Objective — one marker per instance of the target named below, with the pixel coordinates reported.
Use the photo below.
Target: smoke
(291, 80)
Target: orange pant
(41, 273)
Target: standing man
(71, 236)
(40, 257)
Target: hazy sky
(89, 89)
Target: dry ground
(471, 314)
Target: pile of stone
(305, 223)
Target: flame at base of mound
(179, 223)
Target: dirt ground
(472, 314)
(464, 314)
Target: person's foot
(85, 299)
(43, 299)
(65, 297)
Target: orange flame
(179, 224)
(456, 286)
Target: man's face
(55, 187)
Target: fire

+++++

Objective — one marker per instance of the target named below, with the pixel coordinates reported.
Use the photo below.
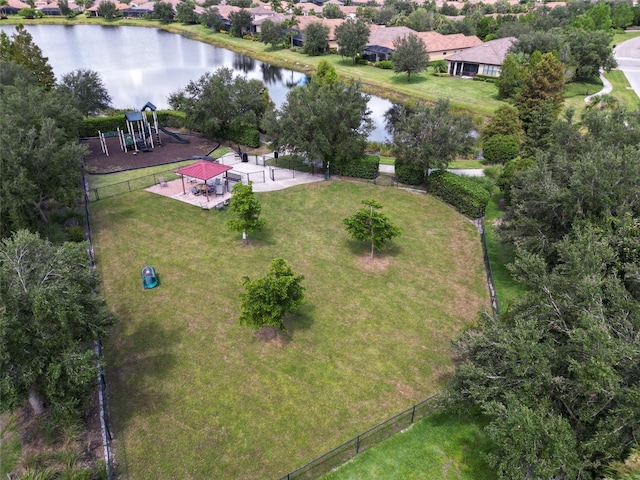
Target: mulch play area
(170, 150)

+++++

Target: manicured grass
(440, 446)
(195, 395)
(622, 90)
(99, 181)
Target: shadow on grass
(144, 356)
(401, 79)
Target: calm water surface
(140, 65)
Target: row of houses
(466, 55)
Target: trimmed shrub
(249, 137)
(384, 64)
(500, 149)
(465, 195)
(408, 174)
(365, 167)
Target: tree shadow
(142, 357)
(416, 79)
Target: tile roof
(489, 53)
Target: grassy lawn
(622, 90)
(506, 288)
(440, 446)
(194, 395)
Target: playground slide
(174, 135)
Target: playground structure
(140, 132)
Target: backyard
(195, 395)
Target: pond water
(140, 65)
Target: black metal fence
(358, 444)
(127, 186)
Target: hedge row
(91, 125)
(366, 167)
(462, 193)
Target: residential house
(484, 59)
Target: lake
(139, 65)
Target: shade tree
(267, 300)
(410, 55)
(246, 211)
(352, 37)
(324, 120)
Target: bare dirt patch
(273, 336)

+++++

Your instructions. With the line that has "Target: dirt ground" as the first and the line that has "Target: fire" as the last, repeat exactly that run of lines above and no more.

Solution.
Target: dirt ground
(472, 314)
(464, 314)
Target: person's foot
(85, 299)
(43, 299)
(65, 297)
Target: orange flame
(179, 224)
(456, 286)
Target: man's face
(55, 187)
Target: fire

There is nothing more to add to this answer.